> **Texte de la page**:
——
02 Avr Sant Feliu de Guíxols : Culture, patrimoine et farniente sur la Costa Brava
A 30 km au sud-est de Girona, sur la Costa Brava, Sant Feliu de Guíxols est une petite ville dynamique toute l’année. Pétrie d’un riche passé maritime et industriel, elle chérit un patrimoine remarquable… Le tout sur fond de criques et de plages.
Quelques oursins bien frais, une coupe de Cava, un doux soleil printanier et la Méditerranée en fond de tableau. Il n’en fallait pas plus pour combler les hédonistes qui ont répondu à l’appel de la fête de l’oursin de Sant Feliu de Guíxols, et qui savourent maintenant la pêche du jour, attablés sous les platanes et les pins du front de mer.
« La gastronomie nous enchante ! »
——
> **Entrées**:
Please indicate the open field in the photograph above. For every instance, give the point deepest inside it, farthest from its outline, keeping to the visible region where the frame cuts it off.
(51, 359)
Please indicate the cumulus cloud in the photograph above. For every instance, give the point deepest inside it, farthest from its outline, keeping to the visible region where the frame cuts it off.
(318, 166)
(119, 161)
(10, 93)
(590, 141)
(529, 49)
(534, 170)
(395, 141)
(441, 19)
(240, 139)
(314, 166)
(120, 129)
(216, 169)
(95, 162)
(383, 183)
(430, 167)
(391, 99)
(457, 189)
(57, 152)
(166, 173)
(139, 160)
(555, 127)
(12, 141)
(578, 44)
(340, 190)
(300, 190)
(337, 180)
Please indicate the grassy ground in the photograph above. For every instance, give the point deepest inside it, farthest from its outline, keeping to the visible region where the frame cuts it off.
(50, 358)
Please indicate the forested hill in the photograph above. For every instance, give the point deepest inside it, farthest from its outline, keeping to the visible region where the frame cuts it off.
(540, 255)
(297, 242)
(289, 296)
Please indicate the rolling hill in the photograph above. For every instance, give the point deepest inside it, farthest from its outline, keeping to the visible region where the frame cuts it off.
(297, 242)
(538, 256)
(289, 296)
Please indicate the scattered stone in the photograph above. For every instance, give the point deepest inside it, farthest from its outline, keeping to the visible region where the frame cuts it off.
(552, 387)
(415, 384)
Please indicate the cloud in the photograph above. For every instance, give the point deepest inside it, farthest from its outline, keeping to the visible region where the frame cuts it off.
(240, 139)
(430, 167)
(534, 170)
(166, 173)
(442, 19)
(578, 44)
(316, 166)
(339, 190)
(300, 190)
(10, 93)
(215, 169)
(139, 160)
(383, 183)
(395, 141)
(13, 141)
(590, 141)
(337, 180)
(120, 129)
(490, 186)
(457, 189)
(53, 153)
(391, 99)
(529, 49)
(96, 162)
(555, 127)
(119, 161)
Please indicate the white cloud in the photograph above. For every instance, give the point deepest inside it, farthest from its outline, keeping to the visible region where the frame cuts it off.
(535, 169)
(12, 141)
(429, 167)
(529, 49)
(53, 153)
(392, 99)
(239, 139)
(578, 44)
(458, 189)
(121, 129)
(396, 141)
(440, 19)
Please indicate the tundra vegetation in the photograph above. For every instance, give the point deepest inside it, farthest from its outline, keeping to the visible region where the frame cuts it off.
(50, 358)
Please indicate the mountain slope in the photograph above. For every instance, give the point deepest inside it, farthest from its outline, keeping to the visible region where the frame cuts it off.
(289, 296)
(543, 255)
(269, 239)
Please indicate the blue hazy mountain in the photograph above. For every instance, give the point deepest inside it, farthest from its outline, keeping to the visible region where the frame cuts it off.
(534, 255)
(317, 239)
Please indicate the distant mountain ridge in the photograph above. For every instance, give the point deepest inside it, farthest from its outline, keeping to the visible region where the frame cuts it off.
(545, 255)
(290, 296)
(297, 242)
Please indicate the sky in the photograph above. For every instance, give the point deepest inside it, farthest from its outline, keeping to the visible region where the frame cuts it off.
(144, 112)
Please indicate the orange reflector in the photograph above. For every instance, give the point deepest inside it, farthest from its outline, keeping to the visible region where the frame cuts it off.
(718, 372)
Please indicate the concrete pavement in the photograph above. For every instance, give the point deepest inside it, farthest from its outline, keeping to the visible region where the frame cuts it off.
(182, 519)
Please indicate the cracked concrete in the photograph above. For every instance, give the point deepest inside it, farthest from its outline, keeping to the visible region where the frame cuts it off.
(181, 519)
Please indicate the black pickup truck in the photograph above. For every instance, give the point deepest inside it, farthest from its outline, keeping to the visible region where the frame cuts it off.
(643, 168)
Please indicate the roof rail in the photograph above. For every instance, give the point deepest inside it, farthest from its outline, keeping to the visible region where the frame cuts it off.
——
> **Défis proposés**:
a) Recopiez à l'identique tout ce qui figure dans la liste depuis la ligne contenant « Please indicate the orange » jusqu'à la fin de cette liste, ces deux bornes comprises.
b) Prolongez le texte consacré à Sant Feliu de Guíxols à partir de l'endroit où il s'interrompt.

> **Réponses par tâche**:
a)
Please indicate the orange reflector in the photograph above. For every instance, give the point deepest inside it, farthest from its outline, keeping to the visible region where the frame cuts it off.
(718, 372)
Please indicate the concrete pavement in the photograph above. For every instance, give the point deepest inside it, farthest from its outline, keeping to the visible region where the frame cuts it off.
(182, 519)
Please indicate the cracked concrete in the photograph above. For every instance, give the point deepest inside it, farthest from its outline, keeping to the visible region where the frame cuts it off.
(181, 519)
Please indicate the black pickup truck in the photograph above. For every instance, give the point deepest inside it, farthest from its outline, keeping to the visible region where the frame cuts it off.
(643, 168)
Please indicate the roof rail in the photograph above. For every instance, give the point deepest inside it, farthest from its outline, keeping to the visible region where the frame cuts it off.

b)
Des animations comme celle-ci, on en trouve toute l’année dans cette ville de la Costa Brava, située au sud-est de Girona. Et c’est ce qui fait son charme, comme l’expliquent avec passion José-Maria et Pilar, en plein bain de soleil sur un banc du port de plaisance. José-Maria et Pilar vivent à Barcelone et ont une résidence secondaire ici depuis douze ans. « Ce matin, nous nous disions justement que nous pourrions vivre ici facilement, explique Pilar. Culturellement, ça bouge. Il y a des festivals, des expositions, des concerts,… Et la gastronomie nous enchante ! ». « Pour
nous, Sant Feliu, c’est spécial, renchérit José-Maria. Ce n’est pas comme les autres villes de la Costa Brava. Il n’y a pas autant de discothèques, c’est tranquille, très familial ». Le couple de Barcelonais a même pris le parti de bouder la capitale catalane pour son shopping. « A Barcelone, lorsque vous allez faire vos courses, c’est totalement déshumanisé, argumente José-Maria. Ici, les gens sont agréables, très accueillants, ouverts ». « Certains commerçants sont presque devenus des amis, renchérit sa femme. On passe, on discute, même si on n’a rien à acheter ».
« Le cœur de la Costa Brava »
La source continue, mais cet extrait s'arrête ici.